### Excerpt provided
# # # # # # #

Artwork by Franklin Carmichael,  Study of Trees, Autumn (circa 1920-22)

Franklin Carmichael
Study of Trees, Autumn (circa 1920-22)

oil on beaverboard
signed lower right; signed, titled and inscribed “Sketch” and “OS39” with the artist estate stamp on the reverse
10 x 12 ins ( 25.4 x 30.5 cms )

Auction Estimate: $80,000.00$60,000.00 - $80,000.00

Price Realized $60,000.00
Sale date: June 15th 2022

Provenance:
Family of the artist
By descent to the present Private Collection, Ontario
Exhibited:
“Franklin Carmichael: paintings, water colours and prints”, Art Gallery of Ontario, Toronto, travelling to Orillia Public Library, Orillia; York Public Library, Toronto; Museum and Art Centre, Sudbury; Tom Thomson Memorial Art Gallery, Owen Sound; Cobourg Art Gallery, Cobourg; Robert McLaughlin Gallery, Oshawa; Barrie Art Club, Barrie; London Public Library and Art Museum, London, 1970-1971, cat. no. 1
“Franklin Carmichael Centennial Show”, Arts and Letters Club, Toronto, April 1 - May 19, 1990, cat. no. 9
Literature:
Megan Bice, “Light and Shadow: The Work of Franklin Carmichael”, McMichael Canadian Art Collection, Kleinburg, 1990
It was in 1920, around the time that this sketch was painted, that Franklin Carmichael became one of the founding artists to form Toronto’s landscape painting collective, the Group of Seven (1920- 32). This oil sketch is a classic example of his painting style during the early 1920s. Informed by the loose brushwork of Impressionism, and a palette strong in hue, Carmichael observes the onset of late summer and early fall in a pageantry of autumn colours as oranges and yellows of the changing birch tree leaves peek through in the middle ground. The Group of Seven and Tom Thomson were each engaged by the fall season and for them it was essential to use colour. They explained the matter succinctly in their 1921 and 1922 catalogues statements: “It is as impossible to depict the autumn pageantry of our northern woods with a lead pencil.” Pictures they explained “must speak for themselves...the painter must rely on paint not on adjectives.”

# # # # # # #

What price did the painting in the auction listing realize? You won't need the rows.

(Data pulled from a collection)
# # # # # # #

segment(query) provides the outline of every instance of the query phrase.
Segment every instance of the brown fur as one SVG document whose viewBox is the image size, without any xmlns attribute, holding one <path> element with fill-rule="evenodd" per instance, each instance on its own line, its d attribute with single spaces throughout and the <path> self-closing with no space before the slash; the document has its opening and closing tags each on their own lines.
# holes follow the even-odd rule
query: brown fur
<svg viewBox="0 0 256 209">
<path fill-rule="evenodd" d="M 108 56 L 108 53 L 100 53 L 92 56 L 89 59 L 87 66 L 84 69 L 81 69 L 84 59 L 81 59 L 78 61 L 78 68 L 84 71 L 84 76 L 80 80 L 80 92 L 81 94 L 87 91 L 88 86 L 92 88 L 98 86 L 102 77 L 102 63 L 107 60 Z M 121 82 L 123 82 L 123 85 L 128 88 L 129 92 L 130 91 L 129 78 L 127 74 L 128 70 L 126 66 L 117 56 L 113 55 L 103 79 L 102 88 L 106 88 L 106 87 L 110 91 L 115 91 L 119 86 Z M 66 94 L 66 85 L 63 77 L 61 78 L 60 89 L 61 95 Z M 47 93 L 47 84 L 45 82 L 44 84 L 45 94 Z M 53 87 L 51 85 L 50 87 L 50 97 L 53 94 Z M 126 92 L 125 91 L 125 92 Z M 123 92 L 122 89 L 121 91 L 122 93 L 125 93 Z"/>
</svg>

# # # # # # #

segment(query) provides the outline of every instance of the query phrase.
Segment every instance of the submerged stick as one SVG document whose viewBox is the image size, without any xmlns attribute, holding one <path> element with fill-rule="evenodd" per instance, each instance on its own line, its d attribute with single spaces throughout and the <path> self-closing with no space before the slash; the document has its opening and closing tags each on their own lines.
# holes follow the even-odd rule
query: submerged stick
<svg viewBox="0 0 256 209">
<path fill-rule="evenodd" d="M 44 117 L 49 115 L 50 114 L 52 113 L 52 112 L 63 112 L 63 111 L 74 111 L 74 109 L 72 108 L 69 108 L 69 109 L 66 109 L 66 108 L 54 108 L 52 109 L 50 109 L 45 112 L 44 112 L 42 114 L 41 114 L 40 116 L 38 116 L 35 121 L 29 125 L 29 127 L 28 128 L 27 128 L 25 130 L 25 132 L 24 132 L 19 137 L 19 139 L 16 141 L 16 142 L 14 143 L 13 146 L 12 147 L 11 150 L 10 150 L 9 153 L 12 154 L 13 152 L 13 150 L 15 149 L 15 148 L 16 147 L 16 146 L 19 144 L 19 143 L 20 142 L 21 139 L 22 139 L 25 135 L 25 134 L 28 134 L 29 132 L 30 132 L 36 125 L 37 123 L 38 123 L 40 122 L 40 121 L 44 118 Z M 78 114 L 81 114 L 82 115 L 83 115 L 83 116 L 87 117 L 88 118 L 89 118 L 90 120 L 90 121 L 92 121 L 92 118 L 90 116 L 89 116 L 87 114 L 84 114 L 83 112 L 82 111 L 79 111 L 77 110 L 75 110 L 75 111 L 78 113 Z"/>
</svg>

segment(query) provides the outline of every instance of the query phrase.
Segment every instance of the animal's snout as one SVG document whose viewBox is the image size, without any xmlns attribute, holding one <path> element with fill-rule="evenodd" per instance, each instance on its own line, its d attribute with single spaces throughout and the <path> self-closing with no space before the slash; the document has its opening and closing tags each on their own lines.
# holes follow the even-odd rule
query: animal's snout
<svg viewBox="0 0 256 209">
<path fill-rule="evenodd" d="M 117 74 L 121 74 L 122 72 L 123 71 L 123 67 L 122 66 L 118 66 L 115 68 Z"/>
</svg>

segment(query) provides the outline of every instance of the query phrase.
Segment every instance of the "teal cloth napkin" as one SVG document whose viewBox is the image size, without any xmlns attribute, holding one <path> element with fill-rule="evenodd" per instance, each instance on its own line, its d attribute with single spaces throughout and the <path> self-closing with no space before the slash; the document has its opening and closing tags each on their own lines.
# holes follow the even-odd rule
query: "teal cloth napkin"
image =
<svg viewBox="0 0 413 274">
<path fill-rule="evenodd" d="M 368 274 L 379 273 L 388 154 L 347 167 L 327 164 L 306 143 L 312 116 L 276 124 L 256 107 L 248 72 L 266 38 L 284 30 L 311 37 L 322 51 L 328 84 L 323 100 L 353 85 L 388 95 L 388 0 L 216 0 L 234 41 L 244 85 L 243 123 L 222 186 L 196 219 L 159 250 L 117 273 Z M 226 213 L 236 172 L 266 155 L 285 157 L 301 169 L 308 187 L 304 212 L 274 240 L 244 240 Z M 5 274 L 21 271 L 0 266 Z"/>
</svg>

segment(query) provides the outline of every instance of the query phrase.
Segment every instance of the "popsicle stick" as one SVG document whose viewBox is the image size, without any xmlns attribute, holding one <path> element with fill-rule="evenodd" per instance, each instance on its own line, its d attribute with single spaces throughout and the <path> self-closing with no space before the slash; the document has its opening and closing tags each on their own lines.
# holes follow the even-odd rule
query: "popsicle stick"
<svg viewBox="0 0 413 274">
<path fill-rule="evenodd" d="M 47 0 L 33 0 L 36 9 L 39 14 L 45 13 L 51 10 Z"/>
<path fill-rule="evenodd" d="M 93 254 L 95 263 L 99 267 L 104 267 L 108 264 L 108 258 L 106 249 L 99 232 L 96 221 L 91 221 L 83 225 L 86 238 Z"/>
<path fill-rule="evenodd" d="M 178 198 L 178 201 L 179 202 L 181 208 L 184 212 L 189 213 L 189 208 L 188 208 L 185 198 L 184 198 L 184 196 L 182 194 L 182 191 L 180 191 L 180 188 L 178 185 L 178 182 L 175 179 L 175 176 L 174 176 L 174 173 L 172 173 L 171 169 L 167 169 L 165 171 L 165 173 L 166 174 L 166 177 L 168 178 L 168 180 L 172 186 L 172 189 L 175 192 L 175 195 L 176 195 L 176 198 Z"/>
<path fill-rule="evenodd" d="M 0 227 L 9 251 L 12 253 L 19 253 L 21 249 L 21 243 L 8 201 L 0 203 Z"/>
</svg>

# # # # # # #

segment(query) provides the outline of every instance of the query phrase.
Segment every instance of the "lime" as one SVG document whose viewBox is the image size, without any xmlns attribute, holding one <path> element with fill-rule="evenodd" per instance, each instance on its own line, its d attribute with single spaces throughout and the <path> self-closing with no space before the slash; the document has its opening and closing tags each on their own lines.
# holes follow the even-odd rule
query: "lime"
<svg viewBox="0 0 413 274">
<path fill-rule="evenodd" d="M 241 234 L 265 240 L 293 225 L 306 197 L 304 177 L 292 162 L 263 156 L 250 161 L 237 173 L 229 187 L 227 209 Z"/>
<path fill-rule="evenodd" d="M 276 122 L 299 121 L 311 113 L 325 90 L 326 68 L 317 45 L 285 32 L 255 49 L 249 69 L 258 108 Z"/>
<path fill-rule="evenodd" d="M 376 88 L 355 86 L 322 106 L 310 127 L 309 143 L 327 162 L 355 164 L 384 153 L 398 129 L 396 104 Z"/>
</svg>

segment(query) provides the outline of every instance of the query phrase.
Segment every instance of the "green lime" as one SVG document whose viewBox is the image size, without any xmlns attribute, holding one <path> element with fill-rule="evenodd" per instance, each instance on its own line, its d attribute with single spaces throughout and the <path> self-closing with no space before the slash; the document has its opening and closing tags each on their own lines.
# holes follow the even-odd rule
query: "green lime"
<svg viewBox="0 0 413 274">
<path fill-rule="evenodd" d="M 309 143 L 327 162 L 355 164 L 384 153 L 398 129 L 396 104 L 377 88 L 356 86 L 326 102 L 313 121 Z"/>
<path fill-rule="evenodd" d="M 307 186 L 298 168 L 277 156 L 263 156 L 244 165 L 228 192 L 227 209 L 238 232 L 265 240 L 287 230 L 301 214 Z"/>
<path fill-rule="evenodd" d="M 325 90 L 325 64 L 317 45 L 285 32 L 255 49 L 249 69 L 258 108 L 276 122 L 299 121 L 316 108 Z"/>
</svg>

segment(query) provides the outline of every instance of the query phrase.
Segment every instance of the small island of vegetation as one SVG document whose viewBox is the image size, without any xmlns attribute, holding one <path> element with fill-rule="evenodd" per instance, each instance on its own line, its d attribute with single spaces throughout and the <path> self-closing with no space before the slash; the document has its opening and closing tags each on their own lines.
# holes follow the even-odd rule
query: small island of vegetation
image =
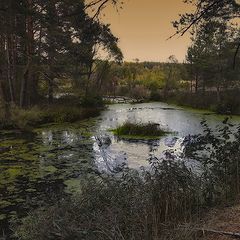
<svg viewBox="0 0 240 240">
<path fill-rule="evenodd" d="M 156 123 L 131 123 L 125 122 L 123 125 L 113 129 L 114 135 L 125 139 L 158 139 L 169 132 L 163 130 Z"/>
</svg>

# # # # # # #

### Complete answer
$60,000.00